Records from a point-labeling set:
- - - -
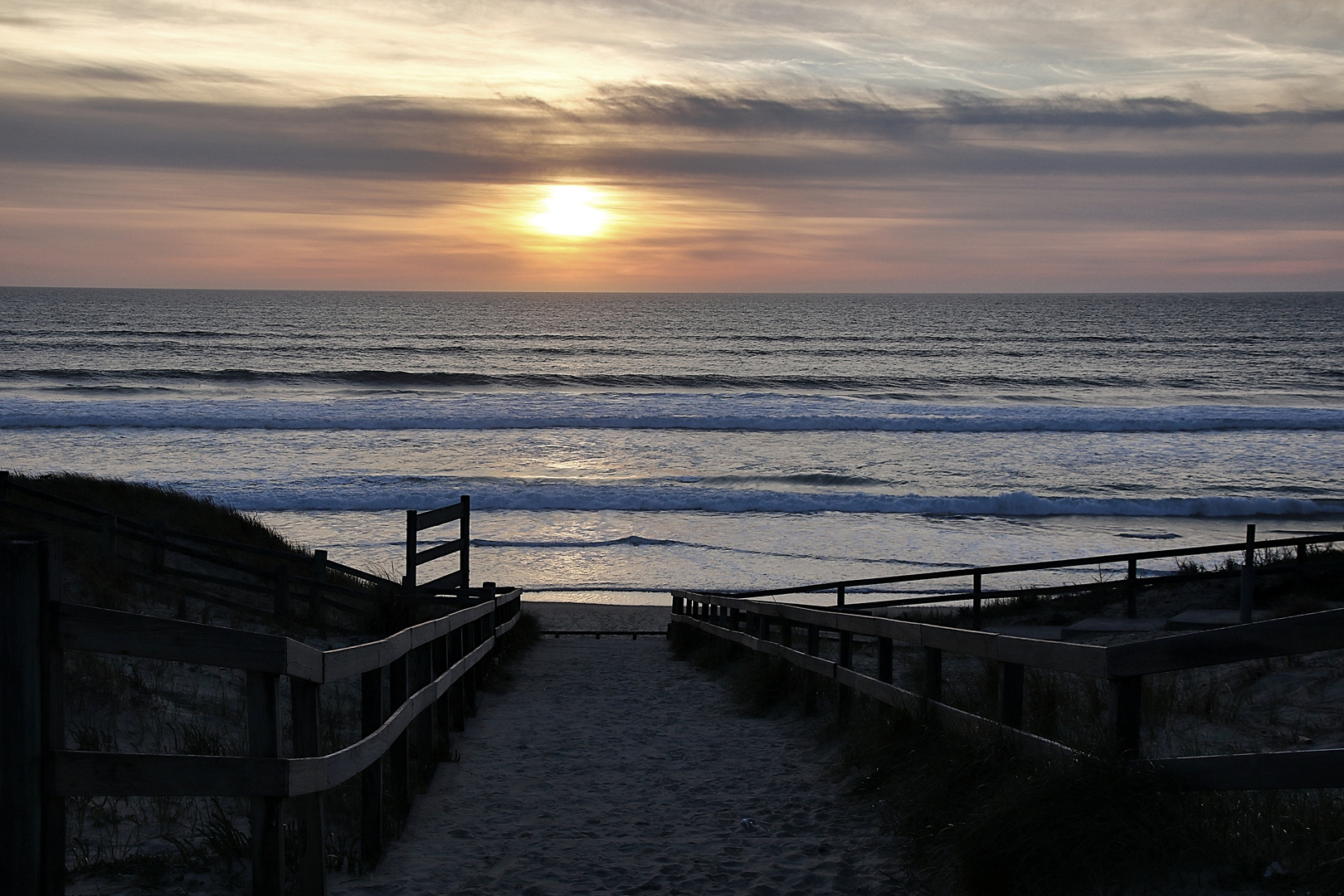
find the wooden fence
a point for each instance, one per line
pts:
(1248, 572)
(457, 582)
(771, 629)
(431, 668)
- - - -
## [Written instruction]
Please rescale the entries above by writing out every line again, requests included, with each point coordinate multiplied by 2.3 and rounded to a whole number (halves round up). Leave the pictures out of your answer.

## [Result of the exercise]
find the wooden fence
a point for each instance, one per line
pts:
(2870, 1316)
(1051, 1339)
(1773, 1447)
(991, 1536)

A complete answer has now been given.